Data for the task
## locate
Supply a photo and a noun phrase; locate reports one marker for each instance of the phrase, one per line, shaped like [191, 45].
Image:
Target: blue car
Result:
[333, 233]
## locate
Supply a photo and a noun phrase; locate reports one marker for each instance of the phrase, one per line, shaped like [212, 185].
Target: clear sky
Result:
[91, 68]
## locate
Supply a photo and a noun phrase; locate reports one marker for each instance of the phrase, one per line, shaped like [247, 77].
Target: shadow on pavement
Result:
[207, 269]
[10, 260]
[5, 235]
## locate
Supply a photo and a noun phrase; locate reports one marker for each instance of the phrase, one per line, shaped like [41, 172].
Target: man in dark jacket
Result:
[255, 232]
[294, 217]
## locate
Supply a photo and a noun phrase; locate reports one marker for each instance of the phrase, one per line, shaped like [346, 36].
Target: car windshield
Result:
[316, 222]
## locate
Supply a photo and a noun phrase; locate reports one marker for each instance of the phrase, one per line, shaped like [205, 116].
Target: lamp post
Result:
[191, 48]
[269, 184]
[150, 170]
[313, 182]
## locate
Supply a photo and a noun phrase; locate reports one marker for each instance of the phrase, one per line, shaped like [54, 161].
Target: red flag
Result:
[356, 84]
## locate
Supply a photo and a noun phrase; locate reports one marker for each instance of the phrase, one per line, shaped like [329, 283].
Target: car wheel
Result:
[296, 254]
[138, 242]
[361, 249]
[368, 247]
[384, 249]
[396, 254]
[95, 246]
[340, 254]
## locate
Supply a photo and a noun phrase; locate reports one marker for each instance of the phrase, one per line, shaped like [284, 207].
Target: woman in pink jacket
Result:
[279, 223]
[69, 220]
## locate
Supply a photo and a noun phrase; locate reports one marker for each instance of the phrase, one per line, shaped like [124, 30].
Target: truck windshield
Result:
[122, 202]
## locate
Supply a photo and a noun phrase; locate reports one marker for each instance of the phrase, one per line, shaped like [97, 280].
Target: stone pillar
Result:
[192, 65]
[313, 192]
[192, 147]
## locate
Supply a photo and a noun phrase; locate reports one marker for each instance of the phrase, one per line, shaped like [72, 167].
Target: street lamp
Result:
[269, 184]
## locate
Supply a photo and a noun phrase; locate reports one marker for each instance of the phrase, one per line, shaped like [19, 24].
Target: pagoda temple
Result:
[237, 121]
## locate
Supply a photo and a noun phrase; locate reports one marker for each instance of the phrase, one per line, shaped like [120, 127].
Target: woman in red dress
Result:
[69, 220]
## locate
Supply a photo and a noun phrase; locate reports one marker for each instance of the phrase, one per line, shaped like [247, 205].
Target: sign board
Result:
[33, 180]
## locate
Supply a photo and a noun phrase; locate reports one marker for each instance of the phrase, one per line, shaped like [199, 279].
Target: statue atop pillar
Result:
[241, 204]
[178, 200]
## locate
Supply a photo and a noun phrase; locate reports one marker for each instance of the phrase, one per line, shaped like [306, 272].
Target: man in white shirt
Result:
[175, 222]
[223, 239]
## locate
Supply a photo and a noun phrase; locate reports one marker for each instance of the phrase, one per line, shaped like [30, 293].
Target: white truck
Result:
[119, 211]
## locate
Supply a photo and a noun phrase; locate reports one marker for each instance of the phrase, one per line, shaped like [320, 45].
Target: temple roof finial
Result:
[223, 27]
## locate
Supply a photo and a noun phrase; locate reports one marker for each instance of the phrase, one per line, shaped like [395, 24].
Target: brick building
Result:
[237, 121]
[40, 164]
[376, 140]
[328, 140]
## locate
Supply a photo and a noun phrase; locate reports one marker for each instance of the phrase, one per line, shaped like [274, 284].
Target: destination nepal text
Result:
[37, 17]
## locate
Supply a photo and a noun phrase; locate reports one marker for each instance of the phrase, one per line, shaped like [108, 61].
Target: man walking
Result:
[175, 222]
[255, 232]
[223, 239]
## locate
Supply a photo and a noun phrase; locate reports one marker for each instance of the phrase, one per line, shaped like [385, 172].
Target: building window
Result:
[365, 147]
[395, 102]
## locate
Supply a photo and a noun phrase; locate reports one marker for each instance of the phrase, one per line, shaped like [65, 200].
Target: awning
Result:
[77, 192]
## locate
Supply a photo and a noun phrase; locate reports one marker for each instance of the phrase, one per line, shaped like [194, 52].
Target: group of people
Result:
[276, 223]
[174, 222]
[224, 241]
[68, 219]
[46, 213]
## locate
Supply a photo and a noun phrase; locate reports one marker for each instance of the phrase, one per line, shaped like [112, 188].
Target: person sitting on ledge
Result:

Written request
Every record above must be duplicated exactly.

Solution
## locate
Supply a photo and a noun phrase; locate reports one marker for each instance of the phrase, one per line, shaped like [191, 45].
Image:
Target: blue car
Result:
[333, 233]
## locate
Supply a photo and a noun phrase; locate reports one marker for each instance of the phrase, one per line, shaped like [212, 185].
Target: clear sky
Result:
[91, 68]
## locate
Supply a photo and a noun phrase; locate reports one marker for each instance of the phrase, one per line, shaped like [247, 77].
Target: shadow on pavement
Result:
[207, 269]
[10, 260]
[5, 235]
## locate
Supply a photo and a noun phrase; locate reports one marker for each instance of the phrase, one per line, shaped like [41, 172].
Target: man in dark jacket
Result:
[255, 232]
[294, 217]
## locate
Supply a photo and a noun phrase; locate reports one marker for each instance of the phrase, one per line, shaped like [346, 36].
Target: car windshield
Result:
[316, 222]
## locate
Supply a photo and a noun phrase; locate reports one marker for each instance of the phrase, one per line, shaped like [205, 116].
Target: lamp post
Result:
[191, 48]
[269, 184]
[150, 170]
[313, 182]
## locate
Supply a photo and a noun phrase; locate reports one marker for each instance of the phrase, one per line, shaped like [54, 161].
Target: red flag
Result:
[356, 84]
## locate
Supply a photo and a noun phrase; locate reports one marker for each instance of the phrase, one per line, shaped like [329, 283].
Target: car wheel
Result:
[296, 254]
[138, 242]
[361, 249]
[368, 247]
[384, 249]
[396, 254]
[95, 246]
[340, 254]
## locate
Supply a photo and a noun phrase; locate reports one marker for each instance of the phrase, one per line, shaped like [284, 207].
Target: woman in pink jacket
Result:
[279, 223]
[69, 220]
## locate
Supply a photo and a noun phrase; locate reports one marker for each instance of the phrase, one per line, shaped like [124, 30].
Target: truck windshield
Result:
[122, 202]
## locate
Supply a photo and a noun phrase; locate reports one marker for each instance of the phrase, one per line, shaped like [97, 280].
Target: stone pillar
Result:
[192, 65]
[313, 192]
[192, 147]
## locate
Supply a photo and a noun phrase; locate reports one marker for each instance of the phrase, one per line, shaped like [72, 167].
Target: street lamp
Result:
[269, 184]
## locate
Supply a photo and a noun phrase; locate reports one marker for each instance of the phrase, one per line, shaped like [19, 24].
Target: pagoda temple
Result:
[237, 121]
## locate
Supply a photo and a noun phrase; locate reports one marker for each instance of the phrase, one per line, shaped like [120, 127].
Target: woman in red dress
Result:
[69, 220]
## locate
Supply a photo and a noun phrase; locate reports one marker for each instance of the phrase, one per line, shaped like [247, 205].
Target: sign board
Result:
[33, 180]
## locate
Supply a photo and a noun phrase; locate reports one marker for each instance of the phrase, one per line, shaped like [199, 279].
Target: statue atop pillar
Result:
[241, 204]
[178, 200]
## locate
Supply a photo and a noun phrase; locate reports one marker for each instance of the phrase, one per line, shaped like [306, 272].
Target: man in white shirt
Result:
[175, 222]
[223, 239]
## locate
Supply a photo and a noun phrase; locate reports one marker for each instance of the phrase, one per line, shaped like [30, 293].
Target: white truck
Result:
[119, 211]
## locate
Supply a photo and a noun phrase; locate reports one marker for each instance of the phrase, one per line, shaped like [320, 45].
Target: temple roof finial
Result:
[223, 27]
## locate
Supply a photo and a noun phrase; locate reports one marker for each instance of the phrase, one per line, shaped like [395, 24].
Target: brick building
Result:
[237, 121]
[40, 164]
[376, 140]
[328, 140]
## locate
Supply a photo and a noun phrase; locate reports one marker for each instance of the phrase, one per line, shaped like [274, 284].
Target: destination nepal text
Result:
[37, 17]
## locate
Supply a photo and a noun phrase; locate reports one marker for each instance of the phrase, one per line, shaped like [108, 61].
Target: man walking
Result:
[175, 222]
[255, 232]
[223, 239]
## locate
Supply a photo and a noun phrase; locate reports one marker for each instance of the phrase, one per line, shaped like [385, 172].
Target: building window
Result:
[365, 147]
[395, 102]
## locate
Supply a photo and a noun phrase; locate reports one marker for each instance of the phrase, one per line, shaped like [65, 200].
Target: awning
Result:
[77, 192]
## locate
Supply a photo and a noun phrase; locate reports one marker for each instance of the phrase, one per line, shaped like [194, 52].
Target: group of people
Result:
[276, 223]
[174, 222]
[224, 241]
[68, 219]
[46, 213]
## locate
Supply a photo and a noun phrase; locate reports one marker for each instance of the phrase, one per line, shaped like [112, 188].
Target: person sitting on ledge
Result:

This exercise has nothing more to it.